* What you have to do
The expected answer is the set of lines in the data below between the line holding "occurrence of dried" and the line holding "occurrence of dry", inclusive, written out exactly.

* Available records
- Opening Delimiter -

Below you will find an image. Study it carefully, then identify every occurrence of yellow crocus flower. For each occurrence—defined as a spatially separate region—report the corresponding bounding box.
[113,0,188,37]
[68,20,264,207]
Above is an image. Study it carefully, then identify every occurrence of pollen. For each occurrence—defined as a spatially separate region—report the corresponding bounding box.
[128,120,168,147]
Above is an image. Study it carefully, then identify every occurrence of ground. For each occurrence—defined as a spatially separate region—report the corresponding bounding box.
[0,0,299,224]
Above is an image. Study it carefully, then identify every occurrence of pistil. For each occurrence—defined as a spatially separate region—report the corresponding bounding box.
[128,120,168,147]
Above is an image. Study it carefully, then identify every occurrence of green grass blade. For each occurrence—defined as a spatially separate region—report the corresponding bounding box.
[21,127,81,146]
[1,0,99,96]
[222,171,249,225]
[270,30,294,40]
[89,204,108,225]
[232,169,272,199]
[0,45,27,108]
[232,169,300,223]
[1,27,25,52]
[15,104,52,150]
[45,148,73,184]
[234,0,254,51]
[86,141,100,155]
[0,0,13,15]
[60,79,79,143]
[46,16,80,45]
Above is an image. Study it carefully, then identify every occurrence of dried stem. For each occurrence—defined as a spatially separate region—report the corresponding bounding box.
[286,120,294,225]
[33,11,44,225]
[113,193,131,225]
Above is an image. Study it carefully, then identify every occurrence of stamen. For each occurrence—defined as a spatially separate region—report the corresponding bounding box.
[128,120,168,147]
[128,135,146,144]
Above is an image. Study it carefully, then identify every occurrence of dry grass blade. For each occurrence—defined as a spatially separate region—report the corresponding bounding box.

- Closing Delimiter -
- Opening Delimiter -

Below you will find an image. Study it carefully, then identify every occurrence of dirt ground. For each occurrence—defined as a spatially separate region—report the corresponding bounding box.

- Closing Delimiter -

* Finished task
Above is an image. Study it carefully, then identify every occurrence of dried stem. For each occurrence—defined as a spatially separate region—report the corresponding bounding box.
[286,120,294,225]
[33,11,44,225]
[113,193,131,225]
Above is an image. Study it carefully, then identify every occurrence of stamen. For each occurrence—defined as a spatially separate region—report the corresponding bounding box.
[128,120,168,147]
[128,135,146,144]
Above is an image. Study it carefully, then identify every occurrence of dry grass blade. For each occurrence—defined as a spatially separate region—report the corresponding bounding box.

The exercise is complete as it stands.